Stated goal |
All lines from the line containing "Can you find the downspout?" up to and including the last line of the listing below should be echoed exactly; no other lines belong in the response.

A run of records |

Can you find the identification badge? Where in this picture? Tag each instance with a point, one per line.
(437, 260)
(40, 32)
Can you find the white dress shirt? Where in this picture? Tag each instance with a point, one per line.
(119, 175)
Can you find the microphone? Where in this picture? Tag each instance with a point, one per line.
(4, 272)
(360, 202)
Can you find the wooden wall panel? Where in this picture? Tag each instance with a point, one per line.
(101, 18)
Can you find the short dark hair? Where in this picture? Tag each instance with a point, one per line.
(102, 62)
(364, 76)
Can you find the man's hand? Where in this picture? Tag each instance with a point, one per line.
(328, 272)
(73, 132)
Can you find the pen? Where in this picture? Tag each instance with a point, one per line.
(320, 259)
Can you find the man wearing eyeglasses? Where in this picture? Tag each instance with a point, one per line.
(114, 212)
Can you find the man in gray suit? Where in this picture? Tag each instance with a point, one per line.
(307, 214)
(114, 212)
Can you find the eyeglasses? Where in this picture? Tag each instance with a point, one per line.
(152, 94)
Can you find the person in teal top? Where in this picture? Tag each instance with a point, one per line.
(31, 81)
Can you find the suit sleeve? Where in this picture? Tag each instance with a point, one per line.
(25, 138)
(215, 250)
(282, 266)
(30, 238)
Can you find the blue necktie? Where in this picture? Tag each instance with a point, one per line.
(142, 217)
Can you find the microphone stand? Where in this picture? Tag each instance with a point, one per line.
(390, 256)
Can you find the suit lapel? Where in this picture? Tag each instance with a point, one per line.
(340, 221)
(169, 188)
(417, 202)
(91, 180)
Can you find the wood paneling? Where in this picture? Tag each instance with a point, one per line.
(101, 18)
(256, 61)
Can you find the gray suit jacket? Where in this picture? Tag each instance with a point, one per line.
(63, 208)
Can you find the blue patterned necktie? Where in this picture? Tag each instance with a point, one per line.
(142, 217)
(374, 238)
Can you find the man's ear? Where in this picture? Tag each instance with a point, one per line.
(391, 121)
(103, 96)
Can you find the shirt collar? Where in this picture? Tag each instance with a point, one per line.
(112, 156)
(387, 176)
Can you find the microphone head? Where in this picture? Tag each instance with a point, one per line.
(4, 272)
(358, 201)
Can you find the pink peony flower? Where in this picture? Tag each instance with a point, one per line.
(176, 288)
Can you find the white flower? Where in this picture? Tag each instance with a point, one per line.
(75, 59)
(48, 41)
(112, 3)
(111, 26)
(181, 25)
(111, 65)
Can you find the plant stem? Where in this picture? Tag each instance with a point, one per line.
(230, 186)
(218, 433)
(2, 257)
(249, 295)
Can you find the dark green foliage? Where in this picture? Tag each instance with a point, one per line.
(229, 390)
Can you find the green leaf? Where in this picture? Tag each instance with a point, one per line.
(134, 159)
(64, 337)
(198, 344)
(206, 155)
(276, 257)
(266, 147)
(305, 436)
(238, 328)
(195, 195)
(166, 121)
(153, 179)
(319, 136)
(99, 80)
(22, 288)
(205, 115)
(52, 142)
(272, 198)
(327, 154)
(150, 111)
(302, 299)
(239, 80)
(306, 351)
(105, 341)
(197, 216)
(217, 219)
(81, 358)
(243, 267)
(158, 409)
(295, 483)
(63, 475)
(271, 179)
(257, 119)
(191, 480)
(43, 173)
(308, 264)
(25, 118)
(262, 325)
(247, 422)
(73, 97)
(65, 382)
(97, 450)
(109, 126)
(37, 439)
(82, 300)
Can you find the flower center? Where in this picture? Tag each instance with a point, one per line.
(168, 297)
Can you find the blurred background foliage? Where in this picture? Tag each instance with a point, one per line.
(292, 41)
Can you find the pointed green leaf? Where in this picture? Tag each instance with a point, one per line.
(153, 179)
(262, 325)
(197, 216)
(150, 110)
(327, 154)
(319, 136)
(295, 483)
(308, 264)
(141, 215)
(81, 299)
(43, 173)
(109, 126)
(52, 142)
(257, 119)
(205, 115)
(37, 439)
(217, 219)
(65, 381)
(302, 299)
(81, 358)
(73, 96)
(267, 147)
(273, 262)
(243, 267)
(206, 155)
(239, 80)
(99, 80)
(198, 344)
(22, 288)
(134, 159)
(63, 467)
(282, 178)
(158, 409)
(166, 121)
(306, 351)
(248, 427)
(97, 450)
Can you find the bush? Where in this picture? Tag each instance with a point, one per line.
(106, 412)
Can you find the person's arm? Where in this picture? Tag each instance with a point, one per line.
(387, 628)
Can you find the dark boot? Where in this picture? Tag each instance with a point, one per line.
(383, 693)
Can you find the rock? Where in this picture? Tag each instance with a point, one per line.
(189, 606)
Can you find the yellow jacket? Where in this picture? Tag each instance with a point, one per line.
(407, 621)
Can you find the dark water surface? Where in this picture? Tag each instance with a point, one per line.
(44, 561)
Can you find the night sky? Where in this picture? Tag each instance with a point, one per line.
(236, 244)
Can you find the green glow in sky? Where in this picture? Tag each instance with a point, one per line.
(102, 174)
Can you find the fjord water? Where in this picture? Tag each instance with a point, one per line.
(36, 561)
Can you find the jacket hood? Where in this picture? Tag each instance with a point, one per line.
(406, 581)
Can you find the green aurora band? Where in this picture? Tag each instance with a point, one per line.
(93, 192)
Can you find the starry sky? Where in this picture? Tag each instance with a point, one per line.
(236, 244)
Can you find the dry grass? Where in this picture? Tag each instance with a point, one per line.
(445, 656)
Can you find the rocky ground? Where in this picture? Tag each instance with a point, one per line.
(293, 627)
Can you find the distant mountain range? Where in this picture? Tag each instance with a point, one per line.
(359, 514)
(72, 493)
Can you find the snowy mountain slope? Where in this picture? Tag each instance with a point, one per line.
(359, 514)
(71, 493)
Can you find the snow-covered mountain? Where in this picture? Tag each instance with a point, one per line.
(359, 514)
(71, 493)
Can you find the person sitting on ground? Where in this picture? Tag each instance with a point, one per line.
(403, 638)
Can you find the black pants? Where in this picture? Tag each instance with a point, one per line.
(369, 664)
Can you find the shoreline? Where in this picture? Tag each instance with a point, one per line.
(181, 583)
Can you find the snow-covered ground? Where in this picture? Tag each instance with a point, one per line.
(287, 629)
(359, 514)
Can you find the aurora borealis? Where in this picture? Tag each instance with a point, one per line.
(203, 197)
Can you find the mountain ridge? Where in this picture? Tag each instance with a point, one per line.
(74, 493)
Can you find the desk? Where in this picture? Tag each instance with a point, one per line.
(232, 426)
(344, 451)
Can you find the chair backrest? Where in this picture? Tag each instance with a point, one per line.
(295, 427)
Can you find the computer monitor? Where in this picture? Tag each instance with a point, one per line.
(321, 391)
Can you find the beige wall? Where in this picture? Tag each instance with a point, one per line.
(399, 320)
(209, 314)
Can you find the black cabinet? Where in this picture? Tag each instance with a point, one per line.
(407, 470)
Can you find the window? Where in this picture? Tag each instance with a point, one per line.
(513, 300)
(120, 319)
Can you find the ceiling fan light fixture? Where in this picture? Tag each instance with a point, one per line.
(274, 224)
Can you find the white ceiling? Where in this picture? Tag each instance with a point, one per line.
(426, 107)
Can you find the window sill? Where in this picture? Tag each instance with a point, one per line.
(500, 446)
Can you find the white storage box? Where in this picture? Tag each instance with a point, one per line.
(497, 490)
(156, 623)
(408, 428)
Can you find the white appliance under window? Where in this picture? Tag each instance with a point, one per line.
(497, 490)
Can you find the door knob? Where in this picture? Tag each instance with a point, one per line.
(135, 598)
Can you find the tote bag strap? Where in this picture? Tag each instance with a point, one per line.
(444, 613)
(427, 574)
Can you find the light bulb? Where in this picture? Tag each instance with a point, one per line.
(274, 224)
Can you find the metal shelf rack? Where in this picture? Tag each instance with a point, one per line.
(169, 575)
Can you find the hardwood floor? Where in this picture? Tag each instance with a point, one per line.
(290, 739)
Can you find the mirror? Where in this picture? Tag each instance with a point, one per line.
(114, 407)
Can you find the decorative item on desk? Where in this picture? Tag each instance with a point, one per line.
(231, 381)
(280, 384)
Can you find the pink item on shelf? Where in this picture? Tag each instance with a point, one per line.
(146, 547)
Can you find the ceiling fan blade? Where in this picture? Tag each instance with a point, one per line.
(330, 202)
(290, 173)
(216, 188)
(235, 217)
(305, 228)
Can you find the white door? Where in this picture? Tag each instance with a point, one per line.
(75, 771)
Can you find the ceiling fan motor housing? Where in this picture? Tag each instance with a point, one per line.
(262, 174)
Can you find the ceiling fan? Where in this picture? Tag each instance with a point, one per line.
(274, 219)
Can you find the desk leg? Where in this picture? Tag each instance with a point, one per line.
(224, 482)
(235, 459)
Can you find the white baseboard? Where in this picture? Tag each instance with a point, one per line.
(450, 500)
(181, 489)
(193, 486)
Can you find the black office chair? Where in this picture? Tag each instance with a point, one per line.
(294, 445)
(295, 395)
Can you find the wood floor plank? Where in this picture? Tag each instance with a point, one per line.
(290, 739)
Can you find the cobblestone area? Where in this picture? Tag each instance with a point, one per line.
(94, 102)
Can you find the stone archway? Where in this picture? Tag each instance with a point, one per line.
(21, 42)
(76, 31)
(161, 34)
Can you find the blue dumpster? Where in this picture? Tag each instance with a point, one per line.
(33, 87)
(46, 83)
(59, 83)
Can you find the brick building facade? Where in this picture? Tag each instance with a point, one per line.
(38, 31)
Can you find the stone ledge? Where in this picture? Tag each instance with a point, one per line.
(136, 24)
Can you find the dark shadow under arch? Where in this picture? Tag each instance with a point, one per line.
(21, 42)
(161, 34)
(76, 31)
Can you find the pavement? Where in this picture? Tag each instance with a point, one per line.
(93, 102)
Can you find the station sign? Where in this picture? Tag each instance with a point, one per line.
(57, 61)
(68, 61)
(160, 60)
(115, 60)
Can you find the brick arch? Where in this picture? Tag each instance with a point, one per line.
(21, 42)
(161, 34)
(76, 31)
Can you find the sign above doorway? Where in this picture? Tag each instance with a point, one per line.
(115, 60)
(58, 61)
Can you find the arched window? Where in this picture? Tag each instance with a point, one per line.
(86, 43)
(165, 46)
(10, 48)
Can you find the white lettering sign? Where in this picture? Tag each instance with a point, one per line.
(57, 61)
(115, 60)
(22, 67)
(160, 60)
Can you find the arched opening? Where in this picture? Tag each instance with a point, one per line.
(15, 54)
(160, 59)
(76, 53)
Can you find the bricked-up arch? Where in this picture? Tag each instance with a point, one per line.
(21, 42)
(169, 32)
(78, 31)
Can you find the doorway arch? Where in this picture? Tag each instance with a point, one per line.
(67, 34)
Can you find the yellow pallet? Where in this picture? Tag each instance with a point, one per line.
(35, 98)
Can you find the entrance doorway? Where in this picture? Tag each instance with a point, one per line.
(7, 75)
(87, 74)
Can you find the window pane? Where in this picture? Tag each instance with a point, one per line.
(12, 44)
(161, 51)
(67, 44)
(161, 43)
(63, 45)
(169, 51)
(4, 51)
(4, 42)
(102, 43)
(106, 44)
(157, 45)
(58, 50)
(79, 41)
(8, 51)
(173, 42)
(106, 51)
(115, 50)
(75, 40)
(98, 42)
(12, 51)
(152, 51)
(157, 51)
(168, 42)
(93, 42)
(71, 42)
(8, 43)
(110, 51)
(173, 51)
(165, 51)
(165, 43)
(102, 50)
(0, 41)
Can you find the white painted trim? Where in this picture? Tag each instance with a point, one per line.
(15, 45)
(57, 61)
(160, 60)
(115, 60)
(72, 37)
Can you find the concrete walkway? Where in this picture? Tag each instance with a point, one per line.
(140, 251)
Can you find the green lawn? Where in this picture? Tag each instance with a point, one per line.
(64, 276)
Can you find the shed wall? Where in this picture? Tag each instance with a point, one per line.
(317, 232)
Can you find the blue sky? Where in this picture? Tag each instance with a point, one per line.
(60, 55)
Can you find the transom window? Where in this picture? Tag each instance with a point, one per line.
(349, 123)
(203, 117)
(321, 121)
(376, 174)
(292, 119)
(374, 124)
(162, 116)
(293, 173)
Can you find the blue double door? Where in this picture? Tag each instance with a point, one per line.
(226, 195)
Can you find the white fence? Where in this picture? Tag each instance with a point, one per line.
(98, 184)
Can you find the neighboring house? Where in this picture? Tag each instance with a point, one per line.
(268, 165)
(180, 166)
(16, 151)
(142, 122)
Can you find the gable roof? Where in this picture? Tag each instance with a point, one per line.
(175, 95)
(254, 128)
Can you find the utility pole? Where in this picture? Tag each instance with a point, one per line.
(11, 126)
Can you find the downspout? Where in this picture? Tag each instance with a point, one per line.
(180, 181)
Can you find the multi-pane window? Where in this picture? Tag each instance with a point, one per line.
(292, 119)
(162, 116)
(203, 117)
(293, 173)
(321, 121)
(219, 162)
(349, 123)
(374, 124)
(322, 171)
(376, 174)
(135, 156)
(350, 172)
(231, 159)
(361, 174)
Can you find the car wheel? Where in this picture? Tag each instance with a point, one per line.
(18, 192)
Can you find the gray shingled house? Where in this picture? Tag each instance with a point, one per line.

Written answer |
Can you find the downspout? Where in this picture? Tag each instance with a point, one per line.
(180, 181)
Can you find the multi-pane window? Where in this picture? Tag each instance with a point, one per line.
(292, 119)
(162, 116)
(203, 117)
(293, 173)
(321, 121)
(219, 162)
(349, 123)
(374, 124)
(322, 171)
(376, 174)
(135, 156)
(350, 172)
(231, 159)
(361, 174)
Can you find the car wheel? Where in this picture? Tag each instance with a point, one per line.
(18, 192)
Can you find the gray shingled house? Where in this picture? Tag each instance with a point, one per line.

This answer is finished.